Extract provided:
Writing for your Portfolio: Kairos as 9 Points of Articulation

Following our post on the STAR method for framing work samples for a professional audience, we would like to introduce you to another way you can contextualize your projects. This strategy is more expanded than STAR, and opens you up to more aspects of the rhetorical situation. 

You might reflect on your projects in relation to the rhetorical concept of kairos and its nine points of articulation (as described by Sheridan, Ridolfo, and Michel in The Available Means of Persuasion: Mapping a Theory & Pedagogy of Public Rhetoric), which offers an expanded version of the traditional rhetorical triangle. This heuristic can be helpful to thinking through your general rhetorical strategy and your particular rhetorical choices that you made in your projects. It also shows how a rhetorical composition is not a single decision, but rather a complex series of interrelated decisions.

Rhetor: The primary rhetor(s) of the project.

Audience: The primary, secondary, and/or tertiary audiences of the project.

Exigency: The motivation and purpose of the project and how it meets the needs of its intended audiences.

Genres: The genre and its rhetorical conventions and purposes of the project.

Parts of the exercise:
(1) Print the part of the portfolio-writing article that opens with the words containing "You might reflect" and closes with "its intended audiences.", matching its wording exactly.
(2) Carry on the article about kairos and its nine points of articulation, starting after its last line.

Data:
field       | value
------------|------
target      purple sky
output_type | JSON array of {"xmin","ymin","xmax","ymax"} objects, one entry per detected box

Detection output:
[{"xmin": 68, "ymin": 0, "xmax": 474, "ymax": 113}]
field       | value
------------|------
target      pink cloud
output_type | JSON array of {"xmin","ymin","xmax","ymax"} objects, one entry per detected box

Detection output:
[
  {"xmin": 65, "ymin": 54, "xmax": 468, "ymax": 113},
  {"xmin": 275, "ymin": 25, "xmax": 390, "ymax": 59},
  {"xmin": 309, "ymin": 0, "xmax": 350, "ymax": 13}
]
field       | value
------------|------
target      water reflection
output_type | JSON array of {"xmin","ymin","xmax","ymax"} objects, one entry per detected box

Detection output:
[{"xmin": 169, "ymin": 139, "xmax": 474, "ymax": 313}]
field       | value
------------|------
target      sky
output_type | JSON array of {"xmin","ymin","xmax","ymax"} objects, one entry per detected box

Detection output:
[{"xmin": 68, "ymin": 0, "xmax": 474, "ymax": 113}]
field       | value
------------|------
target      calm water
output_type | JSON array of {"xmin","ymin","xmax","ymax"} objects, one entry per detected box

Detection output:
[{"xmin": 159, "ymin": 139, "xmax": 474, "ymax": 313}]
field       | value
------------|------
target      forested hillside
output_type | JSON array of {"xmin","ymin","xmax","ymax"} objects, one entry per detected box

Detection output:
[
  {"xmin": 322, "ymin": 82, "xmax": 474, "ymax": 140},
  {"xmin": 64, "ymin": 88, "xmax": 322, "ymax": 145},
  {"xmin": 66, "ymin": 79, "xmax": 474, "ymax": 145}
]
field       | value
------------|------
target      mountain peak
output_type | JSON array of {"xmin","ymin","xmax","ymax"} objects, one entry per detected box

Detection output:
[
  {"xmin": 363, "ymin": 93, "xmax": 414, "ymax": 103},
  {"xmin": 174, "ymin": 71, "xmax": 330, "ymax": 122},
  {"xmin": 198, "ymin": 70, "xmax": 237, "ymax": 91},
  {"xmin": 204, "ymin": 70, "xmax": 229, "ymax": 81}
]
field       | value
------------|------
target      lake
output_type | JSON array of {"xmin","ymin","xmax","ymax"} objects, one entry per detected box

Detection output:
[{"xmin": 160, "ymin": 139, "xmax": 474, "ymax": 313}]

Expected answers:
(1)
You might reflect on your projects in relation to the rhetorical concept of kairos and its nine points of articulation (as described by Sheridan, Ridolfo, and Michel in The Available Means of Persuasion: Mapping a Theory & Pedagogy of Public Rhetoric), which offers an expanded version of the traditional rhetorical triangle. This heuristic can be helpful to thinking through your general rhetorical strategy and your particular rhetorical choices that you made in your projects. It also shows how a rhetorical composition is not a single decision, but rather a complex series of interrelated decisions.

Rhetor: The primary rhetor(s) of the project.

Audience: The primary, secondary, and/or tertiary audiences of the project.

Exigency: The motivation and purpose of the project and how it meets the needs of its intended audiences.

(2)
Modes: The semiotic modes of the project (e.g., visual, aural, gestural, linguistic (alphabetic), spatial).

Media of production and delivery: The media required to compose and present the project (e.g., video and video-editing applications) and the way the project reaches the intended audiences.

Media of reproduction and distribution: The media required to get copies of the project to intended audiences.

Other compositions: Subsequent or complementary projects or deliverables that facilitate the rhetorical success of the primary project.

Collaborators: People beyond the rhetor who facilitate the rhetorical success of the project.

Try writing a critical commentary  of one of your work samples, focusing on those  “points of articulation” that showcase your particular achievements, competencies, experiences, or skills with this project.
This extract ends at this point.